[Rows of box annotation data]

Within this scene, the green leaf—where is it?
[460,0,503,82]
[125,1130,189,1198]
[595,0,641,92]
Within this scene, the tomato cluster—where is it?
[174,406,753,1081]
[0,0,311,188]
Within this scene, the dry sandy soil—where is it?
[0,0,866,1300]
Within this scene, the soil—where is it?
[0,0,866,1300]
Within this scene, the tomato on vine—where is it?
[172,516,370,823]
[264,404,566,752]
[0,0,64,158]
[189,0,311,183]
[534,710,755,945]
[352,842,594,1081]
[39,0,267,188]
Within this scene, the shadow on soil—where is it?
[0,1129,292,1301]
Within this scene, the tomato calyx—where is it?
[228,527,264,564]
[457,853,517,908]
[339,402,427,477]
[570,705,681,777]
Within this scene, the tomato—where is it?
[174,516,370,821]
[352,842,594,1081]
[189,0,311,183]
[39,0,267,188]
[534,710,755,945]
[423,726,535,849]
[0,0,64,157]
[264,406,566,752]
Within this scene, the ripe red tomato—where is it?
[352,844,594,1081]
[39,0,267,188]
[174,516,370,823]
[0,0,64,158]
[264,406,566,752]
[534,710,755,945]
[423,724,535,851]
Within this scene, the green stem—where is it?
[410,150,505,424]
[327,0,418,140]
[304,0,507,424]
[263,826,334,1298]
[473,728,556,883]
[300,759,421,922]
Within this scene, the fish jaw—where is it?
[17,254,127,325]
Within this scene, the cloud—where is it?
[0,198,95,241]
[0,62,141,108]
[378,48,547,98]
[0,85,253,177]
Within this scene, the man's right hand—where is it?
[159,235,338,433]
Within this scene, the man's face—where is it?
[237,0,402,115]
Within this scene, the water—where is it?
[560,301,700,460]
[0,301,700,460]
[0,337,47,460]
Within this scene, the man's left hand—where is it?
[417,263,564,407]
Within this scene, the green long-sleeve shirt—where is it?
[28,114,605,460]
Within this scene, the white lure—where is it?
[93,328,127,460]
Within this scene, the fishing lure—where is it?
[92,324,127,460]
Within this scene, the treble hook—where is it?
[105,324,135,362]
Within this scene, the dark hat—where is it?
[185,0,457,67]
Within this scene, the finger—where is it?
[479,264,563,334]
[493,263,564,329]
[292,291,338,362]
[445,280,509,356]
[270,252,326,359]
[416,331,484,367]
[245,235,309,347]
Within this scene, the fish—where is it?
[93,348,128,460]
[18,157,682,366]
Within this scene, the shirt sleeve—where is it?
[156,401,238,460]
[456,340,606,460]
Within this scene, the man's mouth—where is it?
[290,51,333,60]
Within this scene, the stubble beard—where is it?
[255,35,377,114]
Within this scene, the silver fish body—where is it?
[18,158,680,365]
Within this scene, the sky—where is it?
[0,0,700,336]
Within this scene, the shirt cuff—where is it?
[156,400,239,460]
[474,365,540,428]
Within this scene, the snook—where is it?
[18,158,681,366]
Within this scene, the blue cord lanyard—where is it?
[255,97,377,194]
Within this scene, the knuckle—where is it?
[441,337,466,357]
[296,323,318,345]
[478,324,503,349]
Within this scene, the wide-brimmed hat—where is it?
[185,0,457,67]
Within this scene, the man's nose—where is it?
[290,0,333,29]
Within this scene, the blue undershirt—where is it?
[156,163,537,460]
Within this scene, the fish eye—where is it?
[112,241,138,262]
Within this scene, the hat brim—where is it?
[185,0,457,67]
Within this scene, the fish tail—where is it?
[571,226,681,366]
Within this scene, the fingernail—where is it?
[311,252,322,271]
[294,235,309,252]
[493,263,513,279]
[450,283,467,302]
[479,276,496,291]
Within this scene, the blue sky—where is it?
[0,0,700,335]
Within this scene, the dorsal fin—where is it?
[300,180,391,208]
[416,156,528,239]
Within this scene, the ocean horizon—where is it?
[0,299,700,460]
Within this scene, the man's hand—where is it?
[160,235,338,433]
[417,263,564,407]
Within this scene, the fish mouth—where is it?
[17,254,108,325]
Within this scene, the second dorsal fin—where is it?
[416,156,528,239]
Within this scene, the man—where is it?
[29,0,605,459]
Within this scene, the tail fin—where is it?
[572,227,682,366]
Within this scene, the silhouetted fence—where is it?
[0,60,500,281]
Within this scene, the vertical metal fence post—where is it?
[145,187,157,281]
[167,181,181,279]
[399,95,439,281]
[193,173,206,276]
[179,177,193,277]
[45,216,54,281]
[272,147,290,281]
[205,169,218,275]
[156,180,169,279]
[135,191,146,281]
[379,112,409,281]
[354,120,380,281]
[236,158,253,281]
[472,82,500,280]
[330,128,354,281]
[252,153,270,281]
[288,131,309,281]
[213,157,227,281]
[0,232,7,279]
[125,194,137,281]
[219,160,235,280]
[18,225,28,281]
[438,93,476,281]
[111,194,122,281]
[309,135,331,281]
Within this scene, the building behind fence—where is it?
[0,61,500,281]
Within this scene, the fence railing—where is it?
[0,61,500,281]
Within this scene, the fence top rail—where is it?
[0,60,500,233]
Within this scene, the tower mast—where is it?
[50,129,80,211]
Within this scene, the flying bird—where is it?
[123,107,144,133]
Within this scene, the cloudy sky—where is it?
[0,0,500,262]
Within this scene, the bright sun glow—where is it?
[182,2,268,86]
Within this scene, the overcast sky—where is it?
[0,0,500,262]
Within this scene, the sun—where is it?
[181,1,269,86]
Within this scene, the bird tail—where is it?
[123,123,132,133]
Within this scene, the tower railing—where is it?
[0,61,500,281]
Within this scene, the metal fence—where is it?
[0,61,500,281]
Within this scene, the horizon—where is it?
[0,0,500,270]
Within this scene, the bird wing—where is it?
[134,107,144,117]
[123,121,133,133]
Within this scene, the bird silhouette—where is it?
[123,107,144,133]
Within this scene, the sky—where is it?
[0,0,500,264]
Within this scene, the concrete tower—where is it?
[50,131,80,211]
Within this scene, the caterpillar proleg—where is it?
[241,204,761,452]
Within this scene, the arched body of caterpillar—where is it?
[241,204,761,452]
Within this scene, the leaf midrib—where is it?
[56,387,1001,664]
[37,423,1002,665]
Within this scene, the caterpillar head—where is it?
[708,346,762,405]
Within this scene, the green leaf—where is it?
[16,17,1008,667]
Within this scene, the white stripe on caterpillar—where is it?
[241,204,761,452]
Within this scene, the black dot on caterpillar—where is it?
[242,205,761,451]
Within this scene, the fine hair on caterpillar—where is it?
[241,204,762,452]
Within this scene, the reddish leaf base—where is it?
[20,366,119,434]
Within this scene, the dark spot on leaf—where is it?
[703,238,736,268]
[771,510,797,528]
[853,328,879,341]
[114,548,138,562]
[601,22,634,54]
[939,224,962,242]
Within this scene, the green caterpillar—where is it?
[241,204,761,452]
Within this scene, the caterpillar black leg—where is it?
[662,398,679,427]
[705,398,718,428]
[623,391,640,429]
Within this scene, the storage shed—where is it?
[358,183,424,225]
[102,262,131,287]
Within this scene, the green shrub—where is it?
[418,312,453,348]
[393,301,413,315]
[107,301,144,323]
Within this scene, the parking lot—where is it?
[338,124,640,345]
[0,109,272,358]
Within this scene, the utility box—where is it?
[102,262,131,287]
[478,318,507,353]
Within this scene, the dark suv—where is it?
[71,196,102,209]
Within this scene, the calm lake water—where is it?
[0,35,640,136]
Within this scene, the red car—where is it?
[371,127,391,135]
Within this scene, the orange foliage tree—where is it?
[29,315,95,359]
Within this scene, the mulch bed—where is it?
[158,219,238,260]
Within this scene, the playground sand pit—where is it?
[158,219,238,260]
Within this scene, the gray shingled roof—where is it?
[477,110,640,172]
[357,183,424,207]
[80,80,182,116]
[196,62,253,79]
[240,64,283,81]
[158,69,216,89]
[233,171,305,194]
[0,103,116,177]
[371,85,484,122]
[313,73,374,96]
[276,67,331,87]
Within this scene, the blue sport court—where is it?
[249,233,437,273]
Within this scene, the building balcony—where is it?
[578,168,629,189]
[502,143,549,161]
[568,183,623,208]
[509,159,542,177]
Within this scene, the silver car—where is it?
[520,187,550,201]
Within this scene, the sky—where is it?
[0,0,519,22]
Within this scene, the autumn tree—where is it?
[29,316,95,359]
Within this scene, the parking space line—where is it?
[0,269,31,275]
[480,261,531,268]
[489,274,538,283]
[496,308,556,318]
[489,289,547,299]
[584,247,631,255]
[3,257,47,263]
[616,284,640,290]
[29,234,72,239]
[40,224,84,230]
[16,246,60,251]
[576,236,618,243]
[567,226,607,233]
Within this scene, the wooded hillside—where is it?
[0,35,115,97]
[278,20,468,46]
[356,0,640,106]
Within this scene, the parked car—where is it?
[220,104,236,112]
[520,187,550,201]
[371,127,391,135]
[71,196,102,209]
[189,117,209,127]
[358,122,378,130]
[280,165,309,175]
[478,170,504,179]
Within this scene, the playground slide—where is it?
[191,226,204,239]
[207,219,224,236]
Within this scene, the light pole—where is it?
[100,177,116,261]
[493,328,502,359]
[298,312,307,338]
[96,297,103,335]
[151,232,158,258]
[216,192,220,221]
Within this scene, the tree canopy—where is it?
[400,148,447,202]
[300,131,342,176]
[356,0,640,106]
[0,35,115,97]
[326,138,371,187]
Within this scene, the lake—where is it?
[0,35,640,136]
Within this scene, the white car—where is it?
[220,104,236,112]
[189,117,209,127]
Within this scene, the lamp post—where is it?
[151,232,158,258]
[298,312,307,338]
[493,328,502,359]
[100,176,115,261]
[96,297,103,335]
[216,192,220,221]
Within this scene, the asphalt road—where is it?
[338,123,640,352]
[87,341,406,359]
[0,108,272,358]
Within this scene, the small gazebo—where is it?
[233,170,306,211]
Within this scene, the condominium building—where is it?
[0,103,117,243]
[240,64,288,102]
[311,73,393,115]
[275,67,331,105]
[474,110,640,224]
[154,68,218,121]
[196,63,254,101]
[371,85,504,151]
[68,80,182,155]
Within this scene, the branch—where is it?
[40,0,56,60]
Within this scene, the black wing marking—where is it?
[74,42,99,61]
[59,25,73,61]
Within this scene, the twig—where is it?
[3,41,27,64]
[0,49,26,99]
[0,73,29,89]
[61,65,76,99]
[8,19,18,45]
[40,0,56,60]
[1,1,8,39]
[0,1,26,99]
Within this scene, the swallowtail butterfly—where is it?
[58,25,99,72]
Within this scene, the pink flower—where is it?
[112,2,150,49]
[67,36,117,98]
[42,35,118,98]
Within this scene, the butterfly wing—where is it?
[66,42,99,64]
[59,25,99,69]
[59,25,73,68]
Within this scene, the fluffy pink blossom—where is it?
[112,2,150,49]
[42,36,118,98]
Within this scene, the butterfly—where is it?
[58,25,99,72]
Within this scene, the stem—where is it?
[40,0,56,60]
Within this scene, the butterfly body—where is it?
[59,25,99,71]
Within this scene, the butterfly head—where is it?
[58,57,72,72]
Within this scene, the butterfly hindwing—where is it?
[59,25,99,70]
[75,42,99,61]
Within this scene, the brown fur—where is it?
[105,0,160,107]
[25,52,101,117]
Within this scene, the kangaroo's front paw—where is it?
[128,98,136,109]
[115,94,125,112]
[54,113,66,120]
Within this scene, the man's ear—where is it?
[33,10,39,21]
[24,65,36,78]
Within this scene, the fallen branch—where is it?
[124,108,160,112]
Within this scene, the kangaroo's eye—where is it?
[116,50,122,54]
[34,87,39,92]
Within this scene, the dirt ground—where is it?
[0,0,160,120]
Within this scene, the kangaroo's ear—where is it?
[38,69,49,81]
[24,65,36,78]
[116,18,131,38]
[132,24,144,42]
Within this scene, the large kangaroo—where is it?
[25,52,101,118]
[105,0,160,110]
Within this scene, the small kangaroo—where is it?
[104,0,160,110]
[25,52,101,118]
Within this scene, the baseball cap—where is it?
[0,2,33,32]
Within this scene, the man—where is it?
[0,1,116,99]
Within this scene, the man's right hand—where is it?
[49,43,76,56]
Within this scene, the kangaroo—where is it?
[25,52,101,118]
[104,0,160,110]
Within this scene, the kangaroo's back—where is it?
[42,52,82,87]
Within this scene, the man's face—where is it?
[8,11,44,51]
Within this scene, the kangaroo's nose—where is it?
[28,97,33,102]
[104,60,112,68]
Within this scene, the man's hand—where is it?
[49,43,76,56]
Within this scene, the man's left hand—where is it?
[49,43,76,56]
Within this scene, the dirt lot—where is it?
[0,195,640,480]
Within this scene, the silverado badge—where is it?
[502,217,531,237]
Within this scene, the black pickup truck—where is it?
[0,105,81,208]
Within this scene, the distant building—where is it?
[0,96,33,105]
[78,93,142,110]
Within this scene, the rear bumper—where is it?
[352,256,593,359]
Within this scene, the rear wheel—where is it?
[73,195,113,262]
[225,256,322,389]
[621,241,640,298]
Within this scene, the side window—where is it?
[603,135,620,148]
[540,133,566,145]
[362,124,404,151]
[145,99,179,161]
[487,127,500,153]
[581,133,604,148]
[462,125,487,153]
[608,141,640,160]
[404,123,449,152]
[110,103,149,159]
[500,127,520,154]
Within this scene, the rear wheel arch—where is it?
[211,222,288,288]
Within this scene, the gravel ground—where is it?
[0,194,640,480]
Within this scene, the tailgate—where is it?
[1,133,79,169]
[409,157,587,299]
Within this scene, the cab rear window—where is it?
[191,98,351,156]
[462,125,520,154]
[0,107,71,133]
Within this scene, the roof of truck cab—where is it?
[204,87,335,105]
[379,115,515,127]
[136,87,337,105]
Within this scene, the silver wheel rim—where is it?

▶ _Required work_: Rewrite the records from the line containing "Within this scene, the rear bumper—where" through the end, switching "gravel ground" to "gravel lot" and keeping everything else the same.

▶ _Answer for this exercise_:
Within this scene, the rear bumper—where is it?
[352,256,593,359]
Within this scene, the rear wheel—where is it?
[73,195,113,262]
[225,256,322,389]
[621,241,640,298]
Within this scene, the side window—where is it?
[603,135,620,148]
[540,133,566,145]
[362,124,404,151]
[145,99,179,161]
[487,127,500,153]
[581,133,604,148]
[462,125,487,153]
[608,141,640,160]
[404,123,449,152]
[110,103,149,159]
[500,127,520,154]
Within this scene, the rear wheel arch—where is it?
[211,222,288,288]
Within this scene, the gravel lot—where is it?
[0,194,640,480]
Within this scene, the tailgate—where is it?
[1,133,79,169]
[409,157,587,299]
Within this scene, the cab rear window—where is it?
[191,98,351,156]
[462,125,520,154]
[0,107,71,133]
Within this scene, the roof of truck cab—where is it?
[204,87,335,105]
[379,115,515,127]
[136,87,337,105]
Within this scene, the silver wheel rim—where is it?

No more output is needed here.